## [EXERCISE INSTRUCTIONS]
Retype each of the records below word for word, leaving out the pictures.

-- Start of EXCERPTED DATA --

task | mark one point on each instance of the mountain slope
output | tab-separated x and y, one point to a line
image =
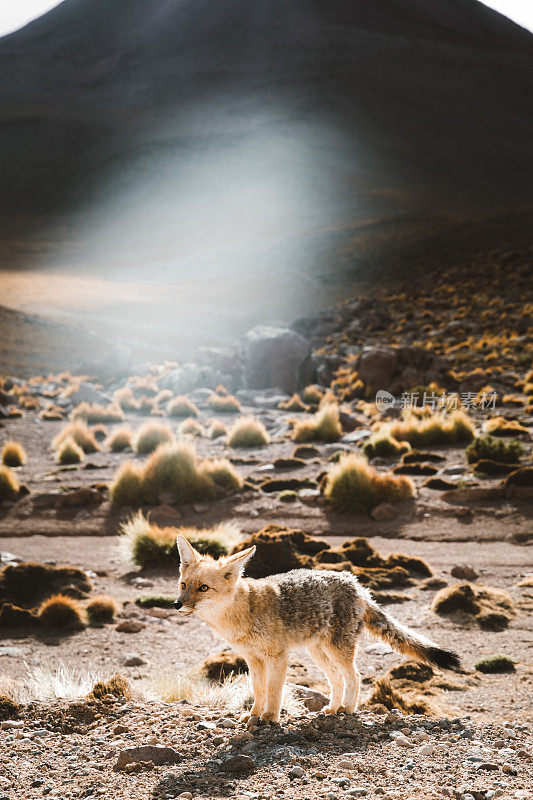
188	114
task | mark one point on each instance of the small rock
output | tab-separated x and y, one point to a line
158	755
129	626
296	772
238	764
133	660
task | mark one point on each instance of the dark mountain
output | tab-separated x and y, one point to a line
273	129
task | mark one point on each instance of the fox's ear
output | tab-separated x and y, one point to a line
235	565
188	554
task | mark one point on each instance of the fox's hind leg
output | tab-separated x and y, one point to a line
258	673
343	657
322	660
276	669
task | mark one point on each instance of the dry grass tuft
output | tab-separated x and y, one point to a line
125	490
312	395
224	403
324	426
191	427
120	440
491	608
148	545
61	612
433	430
353	485
499	426
102	609
248	432
13	454
381	444
175	470
217	429
69	452
80	433
150	436
94	412
181	406
118	686
486	447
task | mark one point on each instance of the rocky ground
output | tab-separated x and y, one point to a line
464	334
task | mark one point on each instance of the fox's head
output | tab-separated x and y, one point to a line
206	584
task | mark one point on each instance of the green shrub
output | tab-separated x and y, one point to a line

-- End of EXCERPTED DATA --

## [CORRECT RESULT]
task | mark one point on each instance of the mountain slope
output | tab-separated x and y, one point to a line
image =
188	114
task | mark one point on each instance of the small rock
output | tab-separated x and y, one point to a line
158	755
129	626
296	772
238	764
133	660
task | mark one point on each instance of the dark mountain
output | tab-separated x and y, one point to a line
273	129
task | mark one point on each instance of the fox's ear
output | tab-separated x and y, one point to a line
235	565
188	554
task | mark one point on each instance of the fox's hind leg
output | tab-separated x and y, one point to a line
258	673
343	657
322	660
276	669
task | mark one point on each instance of the dry grass tuft
output | tab-separated x and y, one point to a line
125	490
312	395
224	403
324	426
191	427
120	440
491	608
148	545
61	612
433	430
353	485
499	426
102	609
248	432
13	454
381	444
175	470
217	429
69	452
80	433
150	436
94	412
181	406
118	686
486	447
task | mark one point on each instance of the rocky ground
output | tab-separated x and y, one point to a line
464	334
task | mark one point on each instance of the fox's head
output | tab-separated x and y, one point to a line
206	584
task | mark one point on each instance of the green shrub
output | tab-separated x and y, one point to a line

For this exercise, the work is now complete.